Sección del documento.
»»

Pero el misterio central en su vida es el de su extraordinaria productividad: el escritor belga publicó setenta y seis novelas policiales y ciento veinte novelas «duras» (que es como llamaba a sus obras «serias»), alrededor de mil cuentos, ciento cincuenta y cinco novelas breves o nouvelles, doscientas novelas populares, veinticinco obras autobiográficas, veintisiete grandes reportajes y miles de artículos periodísticos. Al misterio de cómo se las arregló para escribir tanto (su obra reunida alcanza las veinticinco mil páginas) se le suma el de por qué una producción tan extensa fue soslayada mayoritariamente en detrimento de unos textos policiacos que no constituyen ni siquiera la mitad de esa obra. 

Una explicación plausible, desde luego, es que los textos policiales de Simenon son muy buenos y su personaje, el comisario Jules Maigret, uno de los más logrados del género. No es suficiente, sin embargo: a pesar de los sustanciosos dividendos que le proporcionaban sus libros de género, Simenon no parece haberse enorgullecido particularmente del hecho de que estos fueran sus libros más vendidos; la forma misma en que la prensa hablaba de él como «el autor de las novelas de Maigret» lo colocaba en un lugar subsidiario, como si el escritor de libros extraordinarios como En casa de los Krull y El hombre que miraba pasar los trenes fuera la creación del detective y no al revés. Hacia el final de su vida (murió en Lausana en septiembre de 1989), su decepción por no haber sido tomado nunca «en serio» como escritor era evidente. 

Simenon produjo una obra singularmente oscura cuyos personajes intentan escapar permanentemente de un mundo agresivo y absurdo; un mundo que carece de certezas y en el que alguien como Kees Popinga, el protagonista de la segunda novela mencionada, puede abandonar a su familia y convertirse en el asesino más buscado de Francia después de que quiebre la empresa en la que trabajaba. Popinga es un hombre que sencilla-mente desea que se lo deje tranquilo, y la facilidad con la que se sumerge en el mundo del hampa es incómoda por dos razones: porque obliga a los lectores del libro a revisar las visiones morales con las que estos juzgan incluso a los personajes de ficción (y no solo a ellos) y porque apunta a que estos también podrían convertirse en Popinga si el mismo número de circunstancias que confluyen en su caso (y no son muchas) se repitiera.

««

Registros de un conjunto de datos

»»

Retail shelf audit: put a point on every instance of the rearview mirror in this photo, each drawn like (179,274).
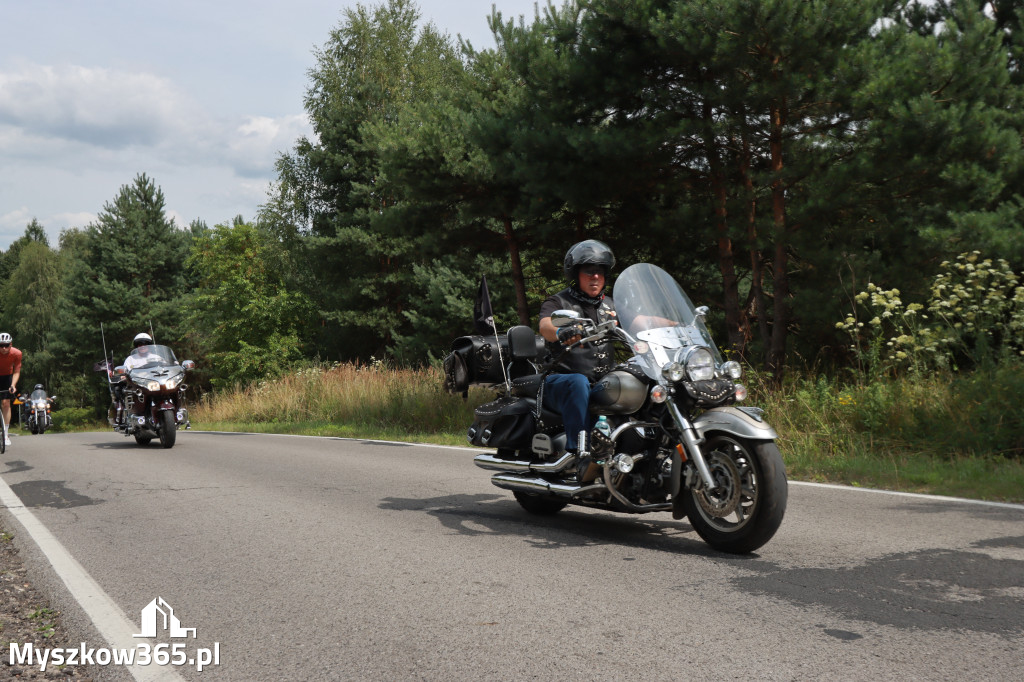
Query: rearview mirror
(563,317)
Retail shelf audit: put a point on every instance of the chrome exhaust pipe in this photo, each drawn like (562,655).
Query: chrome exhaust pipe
(542,486)
(496,464)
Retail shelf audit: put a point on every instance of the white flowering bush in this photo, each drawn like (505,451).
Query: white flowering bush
(976,307)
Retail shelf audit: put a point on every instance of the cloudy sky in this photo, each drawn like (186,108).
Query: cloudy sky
(199,94)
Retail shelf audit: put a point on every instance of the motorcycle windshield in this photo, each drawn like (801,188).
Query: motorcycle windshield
(145,357)
(654,309)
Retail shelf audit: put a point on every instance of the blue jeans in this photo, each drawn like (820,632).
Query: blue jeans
(568,394)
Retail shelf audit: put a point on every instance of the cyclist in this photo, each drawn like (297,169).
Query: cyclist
(10,372)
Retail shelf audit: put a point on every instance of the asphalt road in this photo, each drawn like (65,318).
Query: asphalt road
(321,558)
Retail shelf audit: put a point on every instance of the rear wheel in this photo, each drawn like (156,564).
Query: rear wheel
(168,429)
(747,506)
(539,505)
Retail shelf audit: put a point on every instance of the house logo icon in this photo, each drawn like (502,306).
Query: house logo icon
(159,614)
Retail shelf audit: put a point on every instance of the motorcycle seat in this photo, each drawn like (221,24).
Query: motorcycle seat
(527,386)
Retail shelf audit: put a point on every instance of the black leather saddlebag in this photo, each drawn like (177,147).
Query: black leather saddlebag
(475,359)
(506,423)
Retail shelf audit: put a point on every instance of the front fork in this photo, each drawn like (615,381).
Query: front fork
(691,441)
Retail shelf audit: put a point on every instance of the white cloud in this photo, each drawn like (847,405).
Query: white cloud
(253,146)
(96,107)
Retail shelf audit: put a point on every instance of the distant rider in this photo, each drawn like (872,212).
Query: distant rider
(10,372)
(141,354)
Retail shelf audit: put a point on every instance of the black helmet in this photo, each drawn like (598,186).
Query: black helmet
(588,252)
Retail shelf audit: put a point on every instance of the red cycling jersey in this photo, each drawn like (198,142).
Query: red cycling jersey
(10,361)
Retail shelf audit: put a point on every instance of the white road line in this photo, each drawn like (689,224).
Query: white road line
(112,624)
(479,451)
(922,496)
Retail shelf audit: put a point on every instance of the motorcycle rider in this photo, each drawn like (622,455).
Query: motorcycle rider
(141,354)
(137,358)
(10,372)
(567,390)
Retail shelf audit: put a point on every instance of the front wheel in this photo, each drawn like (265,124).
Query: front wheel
(168,429)
(539,505)
(747,506)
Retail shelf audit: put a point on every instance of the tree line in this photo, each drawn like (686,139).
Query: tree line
(776,156)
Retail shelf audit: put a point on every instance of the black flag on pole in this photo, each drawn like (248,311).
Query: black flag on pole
(483,314)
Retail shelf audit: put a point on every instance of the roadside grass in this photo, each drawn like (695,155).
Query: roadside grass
(957,435)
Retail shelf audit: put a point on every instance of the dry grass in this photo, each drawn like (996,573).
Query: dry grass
(375,396)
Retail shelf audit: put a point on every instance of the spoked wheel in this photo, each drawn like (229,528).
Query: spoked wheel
(747,506)
(539,505)
(168,429)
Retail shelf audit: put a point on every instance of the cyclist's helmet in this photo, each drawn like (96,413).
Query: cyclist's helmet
(588,252)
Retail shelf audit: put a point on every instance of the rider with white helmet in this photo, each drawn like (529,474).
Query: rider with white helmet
(10,372)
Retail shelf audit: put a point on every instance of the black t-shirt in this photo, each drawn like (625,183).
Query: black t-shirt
(591,359)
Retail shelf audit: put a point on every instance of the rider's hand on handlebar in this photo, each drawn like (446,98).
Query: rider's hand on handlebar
(570,334)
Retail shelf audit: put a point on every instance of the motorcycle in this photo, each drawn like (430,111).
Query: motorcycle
(150,395)
(36,409)
(677,440)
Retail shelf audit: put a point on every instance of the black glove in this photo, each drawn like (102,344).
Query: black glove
(567,334)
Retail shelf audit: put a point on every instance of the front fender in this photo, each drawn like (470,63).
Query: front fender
(736,421)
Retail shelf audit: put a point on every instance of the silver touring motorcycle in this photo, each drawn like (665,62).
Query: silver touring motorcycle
(675,437)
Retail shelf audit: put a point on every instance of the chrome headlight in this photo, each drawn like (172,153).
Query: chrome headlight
(674,371)
(699,364)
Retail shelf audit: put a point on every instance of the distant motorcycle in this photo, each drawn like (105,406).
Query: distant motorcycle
(36,409)
(152,401)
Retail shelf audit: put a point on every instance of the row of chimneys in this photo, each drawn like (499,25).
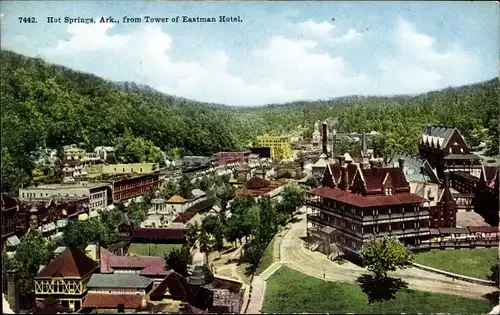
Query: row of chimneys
(324,140)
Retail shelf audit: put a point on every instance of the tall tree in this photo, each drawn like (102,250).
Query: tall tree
(178,259)
(186,186)
(225,194)
(33,251)
(293,198)
(192,234)
(205,244)
(385,254)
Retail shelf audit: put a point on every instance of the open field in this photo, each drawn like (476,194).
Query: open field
(468,262)
(267,257)
(151,249)
(291,291)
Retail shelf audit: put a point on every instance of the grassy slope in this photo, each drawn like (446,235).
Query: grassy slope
(151,249)
(267,257)
(291,291)
(469,262)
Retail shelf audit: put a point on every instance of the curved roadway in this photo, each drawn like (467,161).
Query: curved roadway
(294,255)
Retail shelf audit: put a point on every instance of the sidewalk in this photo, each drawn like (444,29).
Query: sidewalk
(257,293)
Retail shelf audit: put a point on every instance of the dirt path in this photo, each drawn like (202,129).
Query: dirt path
(296,256)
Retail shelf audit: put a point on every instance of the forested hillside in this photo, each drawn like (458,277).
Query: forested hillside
(45,105)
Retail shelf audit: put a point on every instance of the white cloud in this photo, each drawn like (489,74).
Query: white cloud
(284,70)
(351,35)
(90,37)
(281,70)
(321,30)
(418,66)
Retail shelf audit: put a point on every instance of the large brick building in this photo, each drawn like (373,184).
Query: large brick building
(355,204)
(487,191)
(446,149)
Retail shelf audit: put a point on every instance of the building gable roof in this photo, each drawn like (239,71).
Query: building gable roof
(106,300)
(350,198)
(374,178)
(71,263)
(118,280)
(256,183)
(176,199)
(150,265)
(173,284)
(125,220)
(490,174)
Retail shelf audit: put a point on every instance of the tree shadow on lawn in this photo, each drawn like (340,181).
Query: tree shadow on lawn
(380,290)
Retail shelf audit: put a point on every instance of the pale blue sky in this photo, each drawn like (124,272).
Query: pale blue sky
(282,51)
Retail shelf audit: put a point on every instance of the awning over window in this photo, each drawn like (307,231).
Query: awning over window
(13,241)
(57,236)
(62,223)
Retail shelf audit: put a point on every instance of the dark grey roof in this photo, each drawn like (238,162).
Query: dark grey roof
(125,220)
(440,132)
(462,157)
(118,280)
(453,231)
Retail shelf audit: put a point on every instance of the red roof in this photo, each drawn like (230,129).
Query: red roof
(256,183)
(110,300)
(374,177)
(71,263)
(150,265)
(49,306)
(366,201)
(174,283)
(484,229)
(167,234)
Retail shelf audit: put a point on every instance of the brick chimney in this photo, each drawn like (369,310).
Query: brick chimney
(401,163)
(334,141)
(341,160)
(13,291)
(344,185)
(446,184)
(325,138)
(363,144)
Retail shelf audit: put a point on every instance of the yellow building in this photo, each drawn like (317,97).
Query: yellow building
(116,169)
(281,147)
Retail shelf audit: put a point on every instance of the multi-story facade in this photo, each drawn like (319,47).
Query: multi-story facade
(49,215)
(9,217)
(225,158)
(120,169)
(486,195)
(281,146)
(98,193)
(373,202)
(65,278)
(446,149)
(129,187)
(424,182)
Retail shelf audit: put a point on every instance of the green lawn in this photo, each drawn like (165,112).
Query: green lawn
(267,257)
(468,262)
(289,291)
(151,249)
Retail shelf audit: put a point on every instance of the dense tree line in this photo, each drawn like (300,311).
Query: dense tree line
(50,106)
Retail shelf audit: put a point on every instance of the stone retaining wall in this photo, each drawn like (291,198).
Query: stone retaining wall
(454,275)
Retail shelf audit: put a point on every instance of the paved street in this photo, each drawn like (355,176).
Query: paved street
(294,255)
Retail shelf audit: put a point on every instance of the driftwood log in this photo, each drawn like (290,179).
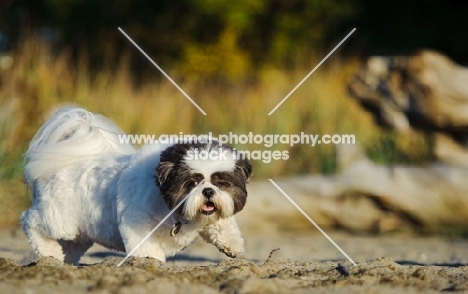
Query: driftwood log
(425,91)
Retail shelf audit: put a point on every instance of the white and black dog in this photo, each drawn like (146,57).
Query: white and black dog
(88,187)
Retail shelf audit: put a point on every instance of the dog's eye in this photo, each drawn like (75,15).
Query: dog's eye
(223,184)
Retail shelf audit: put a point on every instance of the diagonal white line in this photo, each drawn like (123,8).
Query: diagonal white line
(317,226)
(160,223)
(162,71)
(307,76)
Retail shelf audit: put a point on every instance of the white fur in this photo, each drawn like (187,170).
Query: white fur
(87,187)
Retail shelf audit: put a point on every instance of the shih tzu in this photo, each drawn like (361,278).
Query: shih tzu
(88,187)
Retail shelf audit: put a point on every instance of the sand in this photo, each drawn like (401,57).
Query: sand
(305,262)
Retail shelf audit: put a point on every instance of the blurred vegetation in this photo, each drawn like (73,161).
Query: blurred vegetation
(236,59)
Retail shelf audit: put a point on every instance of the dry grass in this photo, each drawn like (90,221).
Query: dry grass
(39,82)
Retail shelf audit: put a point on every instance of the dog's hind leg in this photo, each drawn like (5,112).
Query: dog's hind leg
(74,249)
(43,245)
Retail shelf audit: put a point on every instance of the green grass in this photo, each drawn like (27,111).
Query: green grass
(40,82)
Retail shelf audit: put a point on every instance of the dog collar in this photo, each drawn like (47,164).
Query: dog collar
(175,228)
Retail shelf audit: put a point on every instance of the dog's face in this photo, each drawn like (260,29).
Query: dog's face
(225,173)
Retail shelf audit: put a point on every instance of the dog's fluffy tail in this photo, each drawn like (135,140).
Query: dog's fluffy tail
(72,135)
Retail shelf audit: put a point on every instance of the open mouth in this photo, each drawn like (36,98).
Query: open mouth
(208,208)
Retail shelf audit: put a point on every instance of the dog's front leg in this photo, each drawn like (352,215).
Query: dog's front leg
(225,235)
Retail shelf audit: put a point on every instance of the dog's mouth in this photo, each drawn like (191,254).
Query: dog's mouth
(208,208)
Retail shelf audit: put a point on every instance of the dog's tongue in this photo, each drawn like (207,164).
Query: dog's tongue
(208,206)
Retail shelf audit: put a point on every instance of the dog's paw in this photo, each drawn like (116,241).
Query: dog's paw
(234,249)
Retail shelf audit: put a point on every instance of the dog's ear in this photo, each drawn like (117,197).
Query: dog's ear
(162,172)
(245,168)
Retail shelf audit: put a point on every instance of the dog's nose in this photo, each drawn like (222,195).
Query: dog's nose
(208,192)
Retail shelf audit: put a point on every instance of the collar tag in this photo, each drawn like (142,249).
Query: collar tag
(175,228)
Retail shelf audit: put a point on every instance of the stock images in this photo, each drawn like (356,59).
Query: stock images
(264,146)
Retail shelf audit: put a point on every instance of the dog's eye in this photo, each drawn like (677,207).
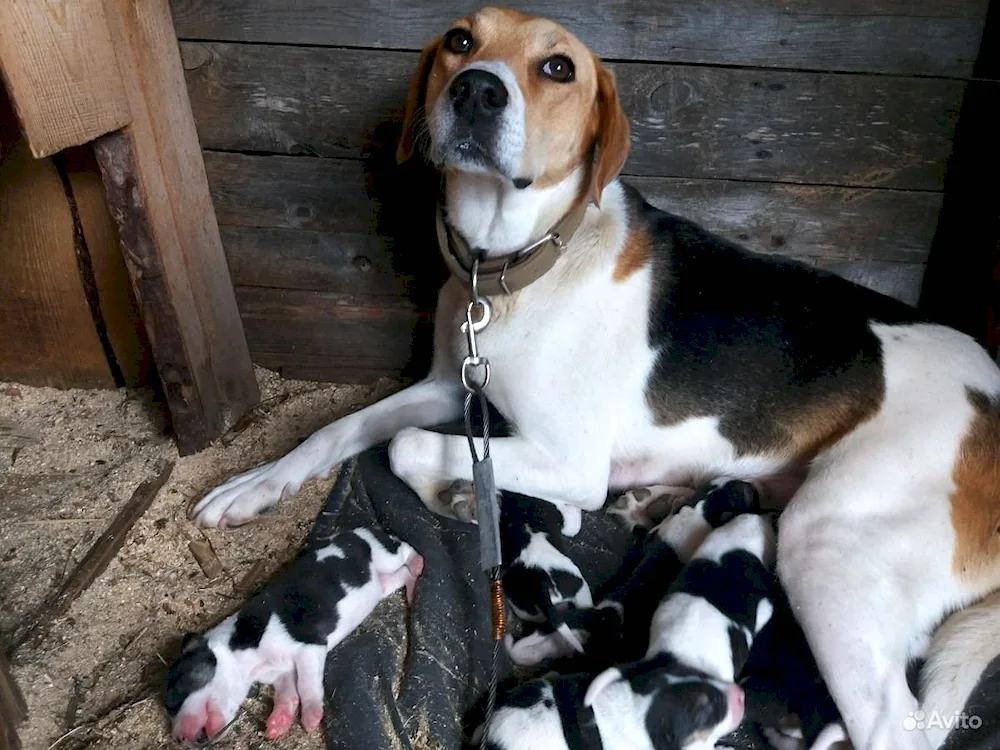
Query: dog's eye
(458,41)
(558,68)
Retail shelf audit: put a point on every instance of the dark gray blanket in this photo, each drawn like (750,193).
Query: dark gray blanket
(416,680)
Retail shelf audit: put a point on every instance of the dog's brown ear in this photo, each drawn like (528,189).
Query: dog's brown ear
(415,101)
(612,139)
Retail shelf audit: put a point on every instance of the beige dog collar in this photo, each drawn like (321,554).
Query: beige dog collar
(509,273)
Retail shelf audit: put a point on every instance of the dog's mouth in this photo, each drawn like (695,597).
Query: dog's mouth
(465,149)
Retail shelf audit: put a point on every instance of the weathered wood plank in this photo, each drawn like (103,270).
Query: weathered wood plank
(689,121)
(342,338)
(155,178)
(307,223)
(889,36)
(343,262)
(60,69)
(13,709)
(47,334)
(119,308)
(316,335)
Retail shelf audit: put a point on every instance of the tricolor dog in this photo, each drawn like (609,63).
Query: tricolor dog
(630,347)
(282,636)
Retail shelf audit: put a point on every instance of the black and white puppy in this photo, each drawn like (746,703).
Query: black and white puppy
(702,631)
(542,584)
(785,694)
(282,636)
(660,704)
(619,625)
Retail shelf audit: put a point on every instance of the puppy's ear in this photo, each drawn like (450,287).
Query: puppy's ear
(414,113)
(612,138)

««

Prolonga el texto sobre la obra de Simenon a partir de su última oración.

El primero de estos aspectos es posiblemente el más antipático de la obra de Simenon para aquellos lectores habituados a tener un juicio moral inflexible. Al igual que en el caso de Popinga todos los personajes de Simenon parecen deslizarse sobre una delgada capa de hielo a punto de romperse: la fragilidad del suelo moral que pisan lleva al lector a tener que admitir que el límite entre lo que se encuentra sobre la superficie y lo que está sumergido es tan inestable que incluso podría hablarse de que no existe ningún límite en absoluto. El alcalde de Furnes, por ejemplo, es una persona autoritaria a la que el suicidio de un empleado arrastra a la angustia y al sinsentido; su fortaleza se trastoca en debilidad en la relación con su madre (que, de acuerdo a Pierre Assouline, autor de la biografía de 1994 Simenon: Maigret encuentra a su autor, sería un trasunto de la despótica y fría madre del propio autor) y, en líneas generales, allí donde las personas a las que tiraniza deciden que su momento ha llegado.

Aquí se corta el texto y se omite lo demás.